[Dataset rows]
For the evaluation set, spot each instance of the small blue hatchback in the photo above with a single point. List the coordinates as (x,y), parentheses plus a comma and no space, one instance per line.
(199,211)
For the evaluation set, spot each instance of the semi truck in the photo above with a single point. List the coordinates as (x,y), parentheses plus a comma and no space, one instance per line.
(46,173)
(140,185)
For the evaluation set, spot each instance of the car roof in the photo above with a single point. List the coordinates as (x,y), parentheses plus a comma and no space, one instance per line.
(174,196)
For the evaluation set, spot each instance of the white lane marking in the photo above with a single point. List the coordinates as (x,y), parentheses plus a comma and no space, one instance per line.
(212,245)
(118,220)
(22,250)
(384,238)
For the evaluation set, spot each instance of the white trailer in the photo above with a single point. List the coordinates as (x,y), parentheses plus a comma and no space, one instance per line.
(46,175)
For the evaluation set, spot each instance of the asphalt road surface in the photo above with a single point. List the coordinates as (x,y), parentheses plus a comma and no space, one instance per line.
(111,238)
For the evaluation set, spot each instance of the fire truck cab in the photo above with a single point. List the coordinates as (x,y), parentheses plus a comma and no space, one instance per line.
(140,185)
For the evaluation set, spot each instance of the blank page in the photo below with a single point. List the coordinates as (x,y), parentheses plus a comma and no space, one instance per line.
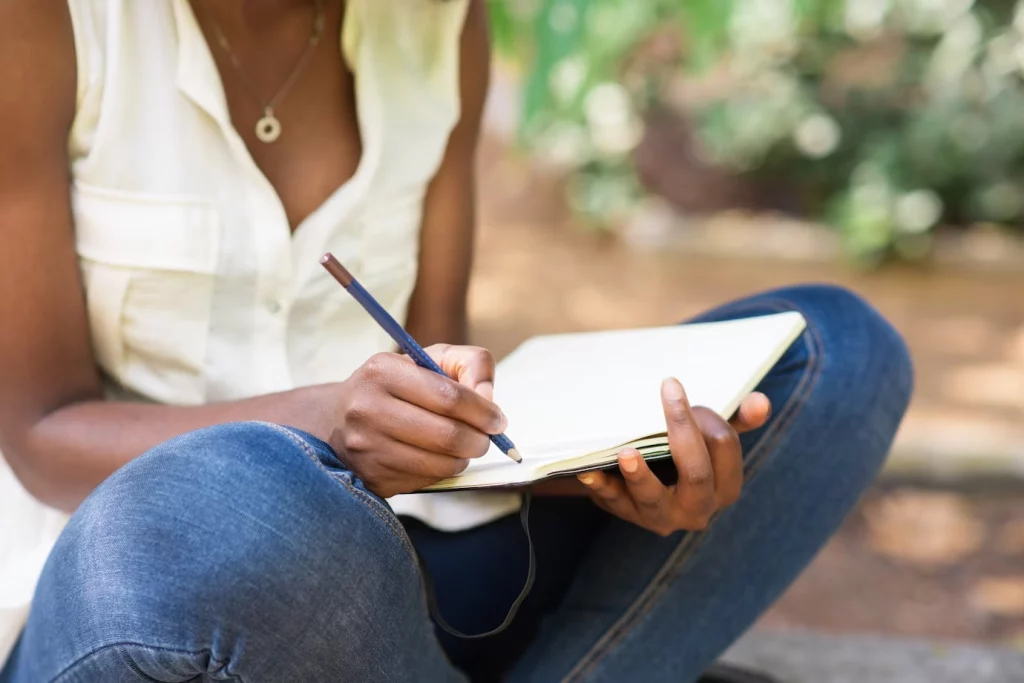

Request
Copy out each line of the rows above that contains the word "road".

Task result
For the evaluation set, spot each instance of the asphalt road surface in the photo above with a single point. List the coordinates as (x,y), parentheses plus a comma and no space, one instance per line.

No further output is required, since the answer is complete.